● **What you need to do**: Collect every line in the entries below that contains the string "desk", matching its case exactly.

Stored items from a collection:
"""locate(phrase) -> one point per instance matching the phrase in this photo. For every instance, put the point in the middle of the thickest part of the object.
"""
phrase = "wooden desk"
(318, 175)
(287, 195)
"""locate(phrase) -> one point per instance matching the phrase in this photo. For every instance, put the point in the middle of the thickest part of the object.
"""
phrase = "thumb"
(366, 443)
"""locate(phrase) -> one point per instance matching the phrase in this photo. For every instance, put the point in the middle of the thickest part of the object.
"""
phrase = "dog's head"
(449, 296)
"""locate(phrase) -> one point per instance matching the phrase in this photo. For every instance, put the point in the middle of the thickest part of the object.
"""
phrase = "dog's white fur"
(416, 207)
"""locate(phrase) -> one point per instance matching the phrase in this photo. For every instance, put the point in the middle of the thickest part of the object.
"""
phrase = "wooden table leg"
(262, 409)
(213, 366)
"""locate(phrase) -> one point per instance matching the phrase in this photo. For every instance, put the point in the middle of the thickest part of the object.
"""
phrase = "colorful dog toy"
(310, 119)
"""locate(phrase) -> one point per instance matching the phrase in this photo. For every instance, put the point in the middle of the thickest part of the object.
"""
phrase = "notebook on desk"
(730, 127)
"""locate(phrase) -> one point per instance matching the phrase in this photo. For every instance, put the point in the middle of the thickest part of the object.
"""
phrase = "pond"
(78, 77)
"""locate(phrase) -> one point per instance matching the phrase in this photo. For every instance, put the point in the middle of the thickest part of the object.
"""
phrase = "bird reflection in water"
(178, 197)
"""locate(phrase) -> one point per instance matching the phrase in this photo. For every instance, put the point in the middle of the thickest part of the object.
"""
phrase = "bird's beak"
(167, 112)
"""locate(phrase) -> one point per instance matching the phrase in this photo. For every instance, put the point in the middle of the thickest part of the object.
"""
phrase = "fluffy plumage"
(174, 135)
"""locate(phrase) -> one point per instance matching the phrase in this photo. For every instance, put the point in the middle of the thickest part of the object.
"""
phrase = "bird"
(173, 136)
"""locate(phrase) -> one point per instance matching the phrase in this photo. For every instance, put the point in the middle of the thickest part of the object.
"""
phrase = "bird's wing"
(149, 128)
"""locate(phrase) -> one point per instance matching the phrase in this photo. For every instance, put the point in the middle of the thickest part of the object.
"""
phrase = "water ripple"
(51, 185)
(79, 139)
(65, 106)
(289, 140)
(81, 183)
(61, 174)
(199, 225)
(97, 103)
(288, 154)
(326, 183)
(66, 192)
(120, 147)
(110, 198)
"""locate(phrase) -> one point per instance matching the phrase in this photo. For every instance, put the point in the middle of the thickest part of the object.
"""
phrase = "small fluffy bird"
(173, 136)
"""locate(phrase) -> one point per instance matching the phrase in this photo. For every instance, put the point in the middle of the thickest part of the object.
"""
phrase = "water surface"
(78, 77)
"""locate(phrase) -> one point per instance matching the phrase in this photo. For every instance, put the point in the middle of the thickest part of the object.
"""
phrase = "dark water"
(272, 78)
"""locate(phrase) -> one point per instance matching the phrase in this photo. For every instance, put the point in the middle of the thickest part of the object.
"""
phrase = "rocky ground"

● **Output below**:
phrase = "wooden desk"
phrase = "notebook on desk"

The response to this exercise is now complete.